* [Seite]
Das Jobcenter hat beantragt, ihm eine vollstreckbare Teilausfertigung des Beschlusses über insgesamt 3.674 € für den Zeitraum von November 2013 bis September 2014 zu erteilen. Zur Begründung hat es ausgeführt, dass seine Leistungsträger (Bundesagentur für Arbeit, Landeshauptstadt Dresden) in dem genannten Zeitraum Leistungen an den Antragsteller und an die aus dem Antragsteller und seiner Mutter bestehende Haushaltsgemeinschaft erbracht hätten, die zusammen den vom Antragsgegner geschuldeten Kindesunterhalt überstiegen. Der Unterhaltsanspruch des Antragstellers sei in Höhe von 2.715,34 € nach § 33 Abs. 1 Satz 1 SGB II und in Höhe von weiteren 958,66 € nach § 33 Abs. 1 Satz 2 SGB II auf das Jobcenter übergegangen.

* [Aufgaben]
• 1. Für welchen Gesamtbetrag beantragt das Jobcenter im Abschnitt zum Jobcenter-Antrag eine vollstreckbare Teilausfertigung des Beschlusses?
• 2. Führe den Abschnitt zum Jobcenter-Antrag nach seinem letzten Satz weiter.

* [Ausgangsmaterial]
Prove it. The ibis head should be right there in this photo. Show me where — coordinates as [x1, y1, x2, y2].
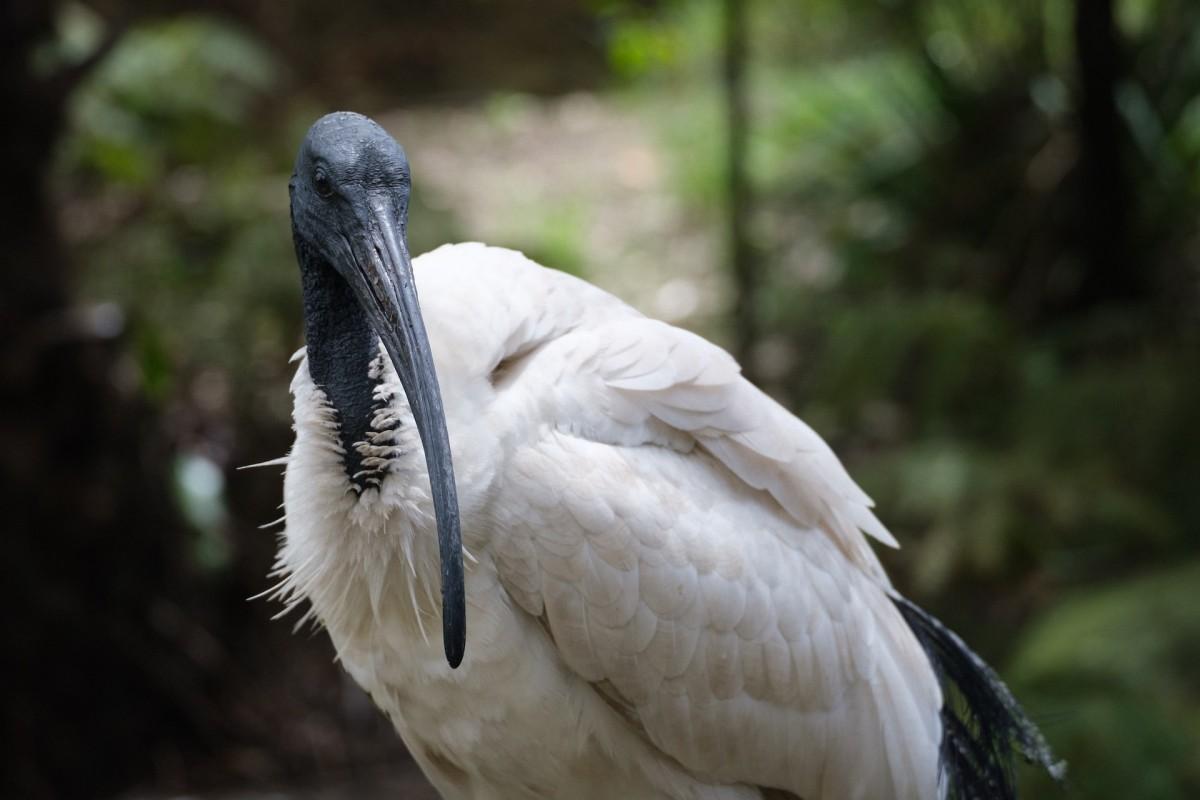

* [Schriftliche Antworten]
• 1. Für insgesamt 3.674 €.

• 2.
Das Familiengericht hat die begehrte vollstreckbare Teilausfertigung nur in Höhe von 2.715,34 € erteilt und den Antrag im Übrigen zurückgewiesen. Die gegen die Zurückweisung gerichtete Beschwerde des Jobcenters blieb ohne Erfolg. Mit der zugelassenen Rechtsbeschwerde verfolgt das Jobcenter weiterhin das Ziel der Erteilung einer vollstreckbaren Teilausfertigung auch hinsichtlich des Restbetrages von 958,66 €.

B.

Die zulässige Rechtsbeschwerde ist begründet.

I.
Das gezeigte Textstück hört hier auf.